With pictures left out, retype exactly the lines from the one containing "Note to the class: indicate the green foliage" through the final line of the entries.

#####

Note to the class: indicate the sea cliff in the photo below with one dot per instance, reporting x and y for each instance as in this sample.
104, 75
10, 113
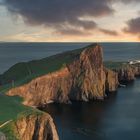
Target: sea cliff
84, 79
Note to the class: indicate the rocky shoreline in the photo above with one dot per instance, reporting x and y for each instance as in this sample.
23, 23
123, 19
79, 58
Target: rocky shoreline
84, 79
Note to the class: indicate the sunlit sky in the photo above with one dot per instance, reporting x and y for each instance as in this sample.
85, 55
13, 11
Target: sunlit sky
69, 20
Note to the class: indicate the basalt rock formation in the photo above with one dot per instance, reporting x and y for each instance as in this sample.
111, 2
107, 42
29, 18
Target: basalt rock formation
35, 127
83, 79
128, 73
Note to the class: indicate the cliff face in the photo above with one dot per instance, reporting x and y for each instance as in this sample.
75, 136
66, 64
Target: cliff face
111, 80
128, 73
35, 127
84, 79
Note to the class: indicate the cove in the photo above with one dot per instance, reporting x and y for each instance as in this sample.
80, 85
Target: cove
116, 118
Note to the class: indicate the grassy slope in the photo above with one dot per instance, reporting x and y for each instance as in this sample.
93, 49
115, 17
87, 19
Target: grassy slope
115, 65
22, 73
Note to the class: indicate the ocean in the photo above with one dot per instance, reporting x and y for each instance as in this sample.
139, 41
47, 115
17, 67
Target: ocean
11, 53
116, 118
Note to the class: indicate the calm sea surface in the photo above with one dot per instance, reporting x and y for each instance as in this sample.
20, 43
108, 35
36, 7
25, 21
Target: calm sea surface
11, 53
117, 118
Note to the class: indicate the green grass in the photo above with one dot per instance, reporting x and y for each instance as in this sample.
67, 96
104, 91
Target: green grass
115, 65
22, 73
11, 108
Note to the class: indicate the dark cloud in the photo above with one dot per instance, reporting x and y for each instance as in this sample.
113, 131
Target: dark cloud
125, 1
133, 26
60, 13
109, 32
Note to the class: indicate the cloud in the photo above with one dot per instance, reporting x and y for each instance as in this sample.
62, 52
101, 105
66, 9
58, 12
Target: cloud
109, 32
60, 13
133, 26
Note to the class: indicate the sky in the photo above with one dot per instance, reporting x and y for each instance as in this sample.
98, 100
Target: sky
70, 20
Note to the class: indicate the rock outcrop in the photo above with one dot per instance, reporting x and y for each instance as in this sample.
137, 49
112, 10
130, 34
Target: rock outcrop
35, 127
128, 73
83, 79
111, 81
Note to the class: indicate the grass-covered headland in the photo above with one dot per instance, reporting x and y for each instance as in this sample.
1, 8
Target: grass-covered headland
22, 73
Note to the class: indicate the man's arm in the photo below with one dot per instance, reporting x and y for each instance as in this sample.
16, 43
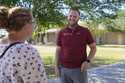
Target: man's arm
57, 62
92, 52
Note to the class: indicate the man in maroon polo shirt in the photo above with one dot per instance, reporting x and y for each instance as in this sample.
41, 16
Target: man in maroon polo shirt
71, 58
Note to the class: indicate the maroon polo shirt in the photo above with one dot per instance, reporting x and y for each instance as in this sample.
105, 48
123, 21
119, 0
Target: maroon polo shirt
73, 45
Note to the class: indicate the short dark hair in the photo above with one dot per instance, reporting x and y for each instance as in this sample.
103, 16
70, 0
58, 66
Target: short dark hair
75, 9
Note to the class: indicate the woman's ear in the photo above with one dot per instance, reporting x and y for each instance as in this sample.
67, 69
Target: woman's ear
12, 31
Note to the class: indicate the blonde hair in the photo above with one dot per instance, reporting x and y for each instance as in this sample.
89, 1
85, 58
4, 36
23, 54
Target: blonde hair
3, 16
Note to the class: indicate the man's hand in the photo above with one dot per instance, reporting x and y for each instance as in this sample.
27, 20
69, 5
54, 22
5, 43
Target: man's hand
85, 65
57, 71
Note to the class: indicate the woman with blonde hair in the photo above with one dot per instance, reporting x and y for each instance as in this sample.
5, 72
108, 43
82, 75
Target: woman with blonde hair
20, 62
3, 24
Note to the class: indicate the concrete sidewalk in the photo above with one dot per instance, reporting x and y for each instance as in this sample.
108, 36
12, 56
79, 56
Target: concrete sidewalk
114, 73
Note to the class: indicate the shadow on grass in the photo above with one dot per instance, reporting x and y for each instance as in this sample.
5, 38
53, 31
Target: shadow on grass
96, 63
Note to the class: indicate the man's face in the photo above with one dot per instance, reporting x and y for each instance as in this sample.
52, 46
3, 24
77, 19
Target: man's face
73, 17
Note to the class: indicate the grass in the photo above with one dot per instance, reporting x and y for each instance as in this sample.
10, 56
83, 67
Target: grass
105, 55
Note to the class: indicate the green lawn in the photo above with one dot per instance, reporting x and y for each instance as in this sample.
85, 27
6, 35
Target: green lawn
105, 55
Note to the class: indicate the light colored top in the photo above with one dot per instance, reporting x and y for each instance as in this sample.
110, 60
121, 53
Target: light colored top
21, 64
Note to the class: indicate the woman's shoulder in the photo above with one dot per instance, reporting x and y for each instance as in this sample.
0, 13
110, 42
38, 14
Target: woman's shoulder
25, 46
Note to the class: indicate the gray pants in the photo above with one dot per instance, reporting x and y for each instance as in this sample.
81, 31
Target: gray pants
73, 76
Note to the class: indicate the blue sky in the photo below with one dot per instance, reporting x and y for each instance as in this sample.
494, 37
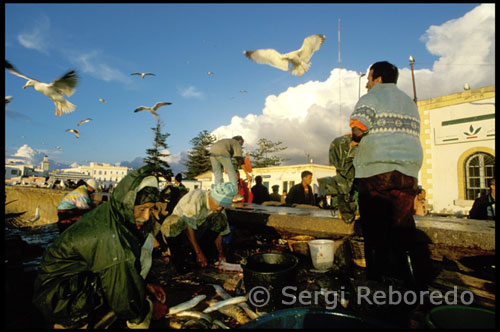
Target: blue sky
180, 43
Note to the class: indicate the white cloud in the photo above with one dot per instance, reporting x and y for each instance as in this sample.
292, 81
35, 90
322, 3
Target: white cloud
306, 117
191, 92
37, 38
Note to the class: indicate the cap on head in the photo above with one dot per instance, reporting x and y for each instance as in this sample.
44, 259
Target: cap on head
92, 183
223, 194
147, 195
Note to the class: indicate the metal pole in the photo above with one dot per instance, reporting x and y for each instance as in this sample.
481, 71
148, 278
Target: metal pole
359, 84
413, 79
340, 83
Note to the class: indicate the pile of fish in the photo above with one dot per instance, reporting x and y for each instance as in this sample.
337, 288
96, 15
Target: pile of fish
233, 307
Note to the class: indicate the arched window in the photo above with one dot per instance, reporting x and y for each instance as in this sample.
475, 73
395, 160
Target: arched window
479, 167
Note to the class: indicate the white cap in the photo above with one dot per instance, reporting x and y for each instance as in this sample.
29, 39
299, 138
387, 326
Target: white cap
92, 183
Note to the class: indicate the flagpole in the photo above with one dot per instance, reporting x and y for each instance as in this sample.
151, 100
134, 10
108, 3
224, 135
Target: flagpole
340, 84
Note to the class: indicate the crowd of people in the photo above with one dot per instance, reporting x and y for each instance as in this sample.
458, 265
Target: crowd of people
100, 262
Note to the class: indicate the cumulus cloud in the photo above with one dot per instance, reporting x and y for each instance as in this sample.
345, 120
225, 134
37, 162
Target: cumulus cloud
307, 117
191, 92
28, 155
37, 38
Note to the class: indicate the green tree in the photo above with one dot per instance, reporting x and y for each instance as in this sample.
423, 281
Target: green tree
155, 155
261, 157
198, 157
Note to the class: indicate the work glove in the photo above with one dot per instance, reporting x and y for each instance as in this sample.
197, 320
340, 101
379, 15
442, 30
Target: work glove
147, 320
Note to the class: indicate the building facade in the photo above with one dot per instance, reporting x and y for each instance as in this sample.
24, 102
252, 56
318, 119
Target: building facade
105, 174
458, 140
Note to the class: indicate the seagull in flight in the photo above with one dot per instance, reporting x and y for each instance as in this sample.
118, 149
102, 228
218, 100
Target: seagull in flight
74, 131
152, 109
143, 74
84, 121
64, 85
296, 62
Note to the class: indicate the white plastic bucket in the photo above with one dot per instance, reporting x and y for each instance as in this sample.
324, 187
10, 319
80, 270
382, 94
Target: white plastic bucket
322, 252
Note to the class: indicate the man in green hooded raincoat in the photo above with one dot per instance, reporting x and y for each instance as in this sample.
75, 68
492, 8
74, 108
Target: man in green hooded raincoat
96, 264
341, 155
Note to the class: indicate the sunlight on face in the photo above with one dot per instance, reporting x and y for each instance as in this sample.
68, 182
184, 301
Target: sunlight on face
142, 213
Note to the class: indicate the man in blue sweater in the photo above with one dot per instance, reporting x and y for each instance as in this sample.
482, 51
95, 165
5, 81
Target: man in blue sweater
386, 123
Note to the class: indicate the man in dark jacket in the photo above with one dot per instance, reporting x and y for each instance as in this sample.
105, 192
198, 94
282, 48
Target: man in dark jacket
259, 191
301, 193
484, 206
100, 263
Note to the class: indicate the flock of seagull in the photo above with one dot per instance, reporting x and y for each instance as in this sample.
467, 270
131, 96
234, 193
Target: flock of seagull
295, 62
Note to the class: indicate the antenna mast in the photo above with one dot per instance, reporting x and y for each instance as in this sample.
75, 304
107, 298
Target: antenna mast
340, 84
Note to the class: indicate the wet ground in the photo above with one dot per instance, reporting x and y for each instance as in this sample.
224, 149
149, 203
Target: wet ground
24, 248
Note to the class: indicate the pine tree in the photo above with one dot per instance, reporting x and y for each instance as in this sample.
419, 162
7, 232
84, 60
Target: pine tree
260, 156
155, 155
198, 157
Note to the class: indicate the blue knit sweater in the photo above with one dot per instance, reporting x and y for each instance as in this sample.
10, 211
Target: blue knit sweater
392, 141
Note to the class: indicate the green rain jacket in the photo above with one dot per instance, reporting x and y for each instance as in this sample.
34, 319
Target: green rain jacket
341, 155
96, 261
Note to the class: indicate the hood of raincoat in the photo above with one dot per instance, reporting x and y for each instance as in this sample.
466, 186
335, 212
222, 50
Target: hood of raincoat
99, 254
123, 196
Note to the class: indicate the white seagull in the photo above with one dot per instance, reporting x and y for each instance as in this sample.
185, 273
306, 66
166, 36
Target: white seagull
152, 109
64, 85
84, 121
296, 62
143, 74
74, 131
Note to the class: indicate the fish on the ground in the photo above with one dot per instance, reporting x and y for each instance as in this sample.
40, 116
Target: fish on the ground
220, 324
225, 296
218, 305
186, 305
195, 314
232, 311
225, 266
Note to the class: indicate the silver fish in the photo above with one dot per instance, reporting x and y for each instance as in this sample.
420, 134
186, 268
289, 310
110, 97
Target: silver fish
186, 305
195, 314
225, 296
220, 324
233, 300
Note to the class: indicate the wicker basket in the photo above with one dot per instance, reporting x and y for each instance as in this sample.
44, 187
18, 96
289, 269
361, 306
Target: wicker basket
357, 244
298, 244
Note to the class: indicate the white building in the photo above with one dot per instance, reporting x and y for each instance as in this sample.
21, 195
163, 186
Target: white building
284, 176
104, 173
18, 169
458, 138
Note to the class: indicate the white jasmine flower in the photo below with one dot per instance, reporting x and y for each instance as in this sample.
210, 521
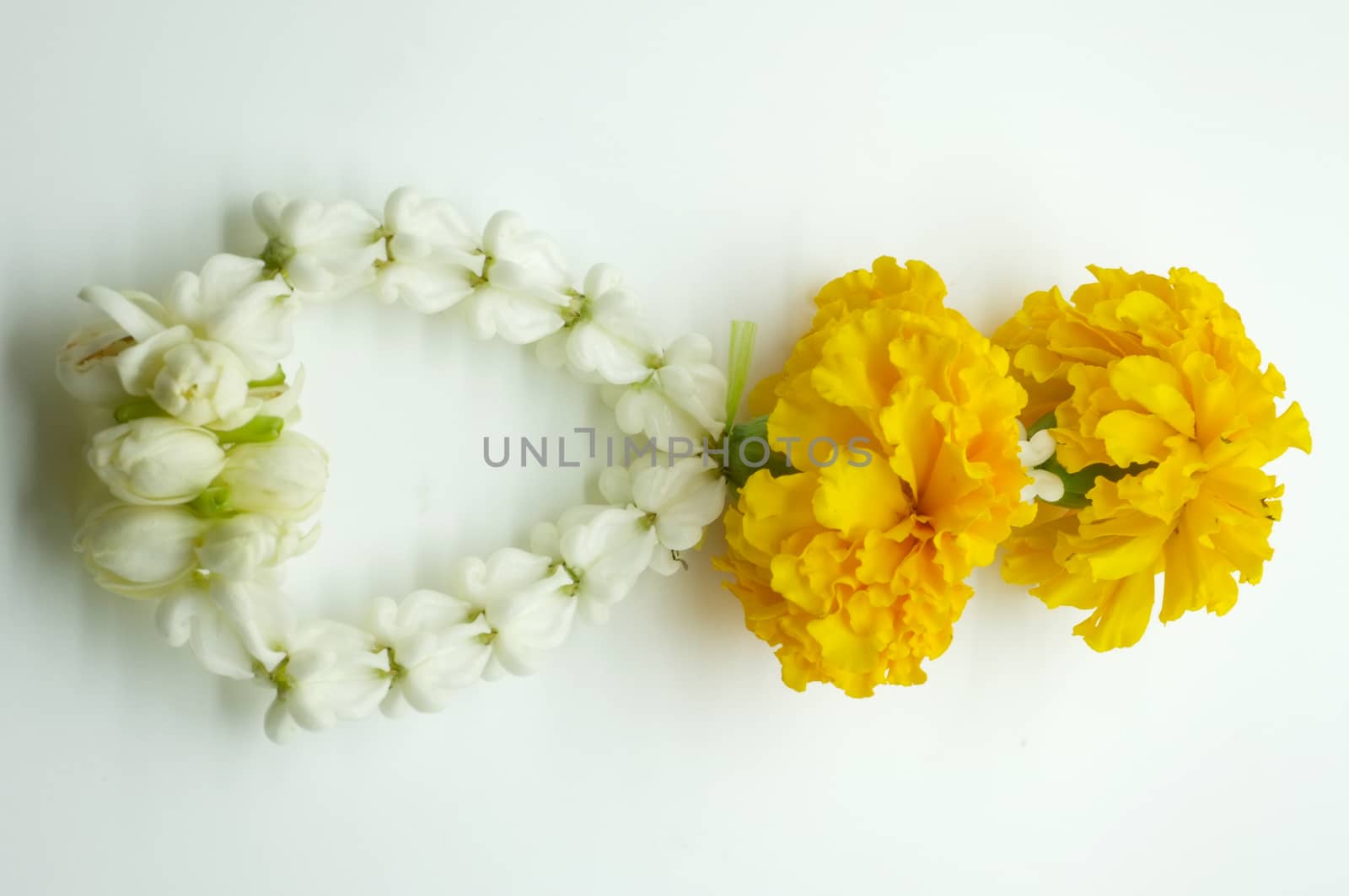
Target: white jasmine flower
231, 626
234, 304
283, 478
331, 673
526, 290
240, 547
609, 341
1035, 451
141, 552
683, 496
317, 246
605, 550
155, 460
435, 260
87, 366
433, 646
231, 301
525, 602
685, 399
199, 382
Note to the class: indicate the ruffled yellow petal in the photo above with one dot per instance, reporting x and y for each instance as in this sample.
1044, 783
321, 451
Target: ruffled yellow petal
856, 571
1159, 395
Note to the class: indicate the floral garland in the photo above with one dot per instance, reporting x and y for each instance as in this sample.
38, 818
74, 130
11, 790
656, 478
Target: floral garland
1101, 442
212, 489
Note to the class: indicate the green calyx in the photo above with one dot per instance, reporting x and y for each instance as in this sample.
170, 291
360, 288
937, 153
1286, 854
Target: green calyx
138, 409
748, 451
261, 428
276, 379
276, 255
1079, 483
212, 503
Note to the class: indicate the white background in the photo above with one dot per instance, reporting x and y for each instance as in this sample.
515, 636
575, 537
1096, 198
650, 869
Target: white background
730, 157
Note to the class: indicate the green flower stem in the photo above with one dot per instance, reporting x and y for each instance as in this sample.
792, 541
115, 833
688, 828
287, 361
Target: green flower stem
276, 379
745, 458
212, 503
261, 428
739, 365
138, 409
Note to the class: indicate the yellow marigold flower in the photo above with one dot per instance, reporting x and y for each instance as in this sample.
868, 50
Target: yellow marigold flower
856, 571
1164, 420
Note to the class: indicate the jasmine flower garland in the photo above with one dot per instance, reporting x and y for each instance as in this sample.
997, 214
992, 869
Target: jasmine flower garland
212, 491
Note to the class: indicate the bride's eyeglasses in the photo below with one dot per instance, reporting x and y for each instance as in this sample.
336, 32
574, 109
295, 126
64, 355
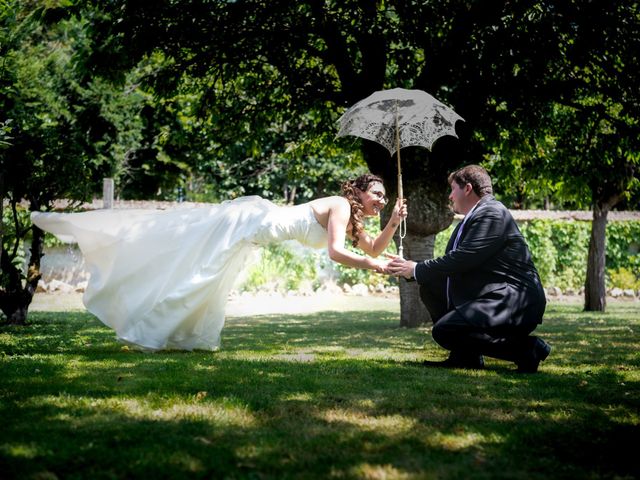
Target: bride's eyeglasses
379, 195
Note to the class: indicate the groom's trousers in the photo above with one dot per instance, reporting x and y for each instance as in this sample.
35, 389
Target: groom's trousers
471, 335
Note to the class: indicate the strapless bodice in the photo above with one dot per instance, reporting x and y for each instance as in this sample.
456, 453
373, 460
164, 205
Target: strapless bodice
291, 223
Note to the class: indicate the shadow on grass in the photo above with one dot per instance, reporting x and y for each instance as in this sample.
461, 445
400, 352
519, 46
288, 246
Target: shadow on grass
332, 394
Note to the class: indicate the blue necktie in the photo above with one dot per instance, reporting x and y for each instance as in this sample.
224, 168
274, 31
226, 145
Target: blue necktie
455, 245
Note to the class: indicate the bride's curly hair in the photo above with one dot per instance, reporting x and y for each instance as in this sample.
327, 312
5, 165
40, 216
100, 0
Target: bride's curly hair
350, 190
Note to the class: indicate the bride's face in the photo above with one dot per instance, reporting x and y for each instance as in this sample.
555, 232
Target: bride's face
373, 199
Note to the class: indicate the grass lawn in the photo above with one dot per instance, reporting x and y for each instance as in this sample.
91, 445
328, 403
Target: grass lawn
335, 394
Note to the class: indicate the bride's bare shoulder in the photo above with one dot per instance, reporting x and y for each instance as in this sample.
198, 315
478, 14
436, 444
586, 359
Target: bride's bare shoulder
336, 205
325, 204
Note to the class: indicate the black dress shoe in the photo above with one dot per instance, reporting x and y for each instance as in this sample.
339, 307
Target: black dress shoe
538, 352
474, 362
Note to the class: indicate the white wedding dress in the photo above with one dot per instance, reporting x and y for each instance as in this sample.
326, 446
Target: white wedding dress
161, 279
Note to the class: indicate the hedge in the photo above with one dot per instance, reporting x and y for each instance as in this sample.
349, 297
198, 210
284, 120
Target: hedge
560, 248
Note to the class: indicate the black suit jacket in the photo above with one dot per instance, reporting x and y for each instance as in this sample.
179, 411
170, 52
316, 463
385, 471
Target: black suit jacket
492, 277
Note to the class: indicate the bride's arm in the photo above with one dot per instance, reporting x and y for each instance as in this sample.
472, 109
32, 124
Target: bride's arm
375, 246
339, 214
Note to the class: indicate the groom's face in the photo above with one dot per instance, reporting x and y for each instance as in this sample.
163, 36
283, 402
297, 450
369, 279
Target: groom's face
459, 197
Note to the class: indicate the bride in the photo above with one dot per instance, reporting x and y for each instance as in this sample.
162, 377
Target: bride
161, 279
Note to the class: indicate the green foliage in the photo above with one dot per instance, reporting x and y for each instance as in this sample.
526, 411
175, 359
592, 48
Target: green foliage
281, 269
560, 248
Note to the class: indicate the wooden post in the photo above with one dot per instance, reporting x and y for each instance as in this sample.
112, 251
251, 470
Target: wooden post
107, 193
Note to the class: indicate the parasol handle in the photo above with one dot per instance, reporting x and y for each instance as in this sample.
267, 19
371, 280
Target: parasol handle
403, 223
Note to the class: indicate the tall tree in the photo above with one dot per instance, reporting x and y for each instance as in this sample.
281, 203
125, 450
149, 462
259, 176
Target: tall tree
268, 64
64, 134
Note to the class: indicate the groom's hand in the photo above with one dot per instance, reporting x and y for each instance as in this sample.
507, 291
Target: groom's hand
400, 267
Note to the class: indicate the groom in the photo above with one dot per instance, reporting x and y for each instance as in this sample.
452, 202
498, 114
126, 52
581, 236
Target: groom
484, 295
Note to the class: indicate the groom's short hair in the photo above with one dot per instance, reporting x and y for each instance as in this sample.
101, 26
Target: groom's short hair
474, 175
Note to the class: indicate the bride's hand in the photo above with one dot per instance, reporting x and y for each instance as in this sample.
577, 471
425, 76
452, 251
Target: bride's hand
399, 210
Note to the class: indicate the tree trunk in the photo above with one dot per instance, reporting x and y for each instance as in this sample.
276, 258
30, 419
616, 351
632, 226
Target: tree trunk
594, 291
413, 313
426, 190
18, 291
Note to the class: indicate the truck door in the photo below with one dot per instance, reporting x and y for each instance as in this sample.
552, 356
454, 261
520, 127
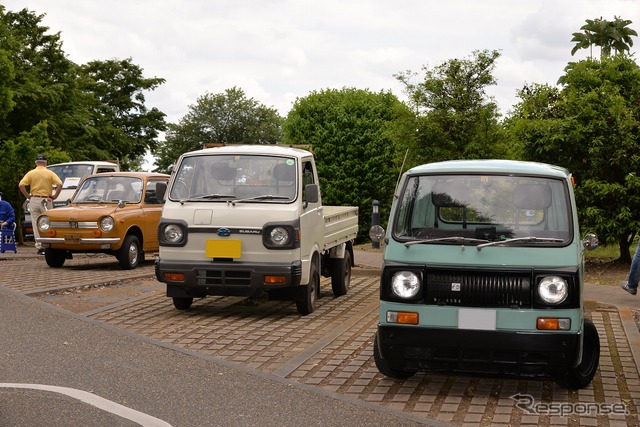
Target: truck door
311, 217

#####

:: WRITTEN REPLY ::
Note to the class: indicate the green foliage in the photo above with one dot per instance, reporting x and y for each instance as in this sample.
526, 411
175, 359
592, 48
Target: green foliage
281, 269
560, 248
Note to the class: indicate the wooden post in the photo above with one dot per instance, reporting x and y for each instance as in this sample.
112, 251
251, 470
Target: wooden post
107, 193
Note to the class: indicate the parasol handle in the photo above with one dot per instance, reporting x and y for each instance as in this sample.
267, 19
371, 280
Target: parasol handle
403, 223
Note to the class: indicate the tall tree in the photo above with one dot per instance, reporting x and y for each instance as in this sample.
281, 203
125, 450
149, 462
259, 176
Target: tall tree
268, 64
64, 134
Note to the class: indicate the groom's hand in the photo above with one dot per instance, reporting x and y for each instance as in this sample.
507, 291
Target: groom's hand
400, 267
Note to the class: indicate the groom in the photo above with one dot per instance, reporting x and y for each instance as in this sample.
452, 202
498, 114
126, 52
581, 236
Target: groom
484, 295
Note to the class: indicate the groom's short hair in the photo above with one dot per instance, reporting x and y for each instance as in this sample.
101, 26
Target: groom's short hair
474, 175
Note to the class: indicate the bride's hand in the photo above with one dot per instance, reporting x and y for each instance as in this sample.
577, 471
425, 76
452, 251
Target: bride's hand
399, 210
Note to the class: indicate the tree trunk in the photo above with one dot per instance, reporting x and y for each instance as in this sample.
276, 258
30, 419
616, 351
632, 226
Target: tree trunk
594, 291
413, 313
426, 190
18, 291
Note to the class: indicate the truck door in the photo below with one dot per instance, reporting x and y for each instance as in this sample.
552, 356
454, 261
520, 127
Target: truck door
311, 217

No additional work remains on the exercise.